PROVIDED TEXT:
■ ■ ■
Open a new file and show initialized file

>>> from mth5 import mth5
>>> mth5_obj = mth5.MTH5(file_version='0.1.0')
>>> # Have a look at the dataset options
>>> mth5.dataset_options
{'compression': 'gzip',
 'compression_opts': 3,
 'shuffle': True,
 'fletcher32': True}
>>> mth5_obj.open_mth5(r"/home/mtdata/mt01.mth5", 'w')
>>> mth5_obj
/:
====================
    |- Group: Survey
    ----------------
        |- Group: Filters
        -----------------
            --> Dataset: summary
            ......................
        |- Group: Reports
        -----------------
            --> Dataset: summary
            ......................
        |- Group: Standards
        -------------------
            --> Dataset: summary
            ......................
        |- Group: Stations
        ------------------
            --> Dataset: summary
            ......................

Add metadata for survey from a dictionary

>>> survey_dict = {'survey':{'acquired_by': 'me', 'archive_id': 'MTCND'}}
>>> survey = mth5_obj.survey_group
>>> survey.metadata.from_dict(survey_dict)
>>> survey.metadata
{
"survey": {
    "acquired_by.author": "me",
    "acquired_by.comments": null,
    "archive_id": "MTCND"
    ...}
}

Add a station from the convenience function

>>> station = mth5_obj.add_station('MT001')
>>> mth5_obj
/:
====================
    |- Group: Survey
    ----------------
        |- Group: Filters
        -----------------
            --> Dataset: summary
            ......................
        |- Group: Reports
        -----------------
            --> Dataset: summary
            ......................
        |- Group: Standards
        -------------------
            --> Dataset: summary
            ......................
        |- Group: Stations
        ------------------
            |- Group: MT001
            ---------------
                --> Dataset: summary
                ......................
            --> Dataset: summary
            ......................
>>> station
/Survey/Stations/MT001:
====================
    --> Dataset: summary
    ......................

>>> data.schedule_01.ex[0:10] = np.nan
>>> data.calibration_hx[...] = np.logspace(-4, 4, 20)

Note

if replacing an entire array with a new one you need to use […] otherwise the data will not be updated.

Warning

You can only replace entire arrays with arrays of the same size. Otherwise you need to delete the existing data and make a new dataset.

add_channel(station_name, run_name, channel_name, channel_type, data, channel_dtype='int32', max_shape=(None,), chunks=True, channel_metadata=None, survey=None)[source]

Convenience function to add a channel using mth5.stations_group.get_station().get_run().add_channel()
■ ■ ■
ENTRIES SHOWN:
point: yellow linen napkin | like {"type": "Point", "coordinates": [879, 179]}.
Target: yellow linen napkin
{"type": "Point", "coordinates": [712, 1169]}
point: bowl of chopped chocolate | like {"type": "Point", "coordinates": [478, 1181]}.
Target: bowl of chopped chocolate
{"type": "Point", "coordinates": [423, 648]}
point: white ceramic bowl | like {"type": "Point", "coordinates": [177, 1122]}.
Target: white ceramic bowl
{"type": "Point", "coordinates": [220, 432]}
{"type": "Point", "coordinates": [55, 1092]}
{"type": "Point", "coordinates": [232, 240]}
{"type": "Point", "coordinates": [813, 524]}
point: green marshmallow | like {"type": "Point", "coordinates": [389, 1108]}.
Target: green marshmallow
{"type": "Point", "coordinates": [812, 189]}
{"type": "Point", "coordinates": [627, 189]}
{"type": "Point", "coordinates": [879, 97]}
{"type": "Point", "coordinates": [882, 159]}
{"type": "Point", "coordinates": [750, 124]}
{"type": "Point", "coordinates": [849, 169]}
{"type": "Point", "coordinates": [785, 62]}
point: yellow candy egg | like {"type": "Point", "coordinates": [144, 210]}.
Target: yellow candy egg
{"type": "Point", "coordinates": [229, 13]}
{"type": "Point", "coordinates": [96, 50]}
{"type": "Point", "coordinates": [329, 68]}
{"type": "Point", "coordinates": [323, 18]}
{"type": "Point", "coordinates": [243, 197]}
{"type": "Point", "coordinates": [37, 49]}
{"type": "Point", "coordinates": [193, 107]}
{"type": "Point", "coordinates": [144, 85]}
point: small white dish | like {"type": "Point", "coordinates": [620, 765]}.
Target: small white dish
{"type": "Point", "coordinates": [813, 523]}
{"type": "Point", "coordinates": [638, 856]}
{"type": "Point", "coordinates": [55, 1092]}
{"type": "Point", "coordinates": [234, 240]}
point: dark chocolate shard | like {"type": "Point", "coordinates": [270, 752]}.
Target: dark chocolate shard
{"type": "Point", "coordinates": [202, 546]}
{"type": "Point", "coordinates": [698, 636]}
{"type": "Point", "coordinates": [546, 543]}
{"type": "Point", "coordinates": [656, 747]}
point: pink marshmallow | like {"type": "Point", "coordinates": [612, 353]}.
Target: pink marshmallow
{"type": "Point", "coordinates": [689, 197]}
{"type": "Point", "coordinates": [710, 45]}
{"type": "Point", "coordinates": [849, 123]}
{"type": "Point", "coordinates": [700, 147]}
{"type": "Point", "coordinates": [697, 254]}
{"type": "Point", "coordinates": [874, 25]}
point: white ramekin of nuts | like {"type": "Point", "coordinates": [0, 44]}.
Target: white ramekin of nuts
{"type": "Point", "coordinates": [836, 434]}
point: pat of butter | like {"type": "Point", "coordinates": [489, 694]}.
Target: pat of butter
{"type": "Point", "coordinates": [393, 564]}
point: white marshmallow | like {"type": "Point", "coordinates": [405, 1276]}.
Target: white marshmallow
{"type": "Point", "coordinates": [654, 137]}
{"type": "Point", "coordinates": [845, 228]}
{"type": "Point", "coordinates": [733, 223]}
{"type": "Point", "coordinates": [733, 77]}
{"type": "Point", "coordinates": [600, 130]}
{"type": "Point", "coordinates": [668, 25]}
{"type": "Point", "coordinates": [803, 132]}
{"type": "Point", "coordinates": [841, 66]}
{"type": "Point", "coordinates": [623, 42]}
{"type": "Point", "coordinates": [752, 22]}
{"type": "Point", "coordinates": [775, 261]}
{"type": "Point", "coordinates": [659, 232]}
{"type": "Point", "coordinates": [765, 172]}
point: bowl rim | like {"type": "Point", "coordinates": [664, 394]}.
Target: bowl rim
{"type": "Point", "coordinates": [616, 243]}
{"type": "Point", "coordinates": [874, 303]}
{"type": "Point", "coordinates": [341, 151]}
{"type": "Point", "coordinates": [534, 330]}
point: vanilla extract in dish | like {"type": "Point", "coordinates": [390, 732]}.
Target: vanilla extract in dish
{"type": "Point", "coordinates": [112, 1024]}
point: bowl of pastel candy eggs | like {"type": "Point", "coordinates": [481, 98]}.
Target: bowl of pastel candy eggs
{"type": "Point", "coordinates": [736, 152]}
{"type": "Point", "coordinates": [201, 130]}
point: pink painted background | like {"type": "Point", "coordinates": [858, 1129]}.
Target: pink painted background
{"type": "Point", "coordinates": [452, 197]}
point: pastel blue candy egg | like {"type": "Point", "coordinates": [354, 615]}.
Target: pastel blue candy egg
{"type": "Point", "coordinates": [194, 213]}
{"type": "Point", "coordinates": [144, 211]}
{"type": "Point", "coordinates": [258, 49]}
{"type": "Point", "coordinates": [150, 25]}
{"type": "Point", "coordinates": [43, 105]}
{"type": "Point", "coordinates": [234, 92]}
■ ■ ■
PROMPT: In the MTH5 documentation excerpt, what is required to replace an existing array with one of a different size?

REPLY: You need to delete the existing data and make a new dataset.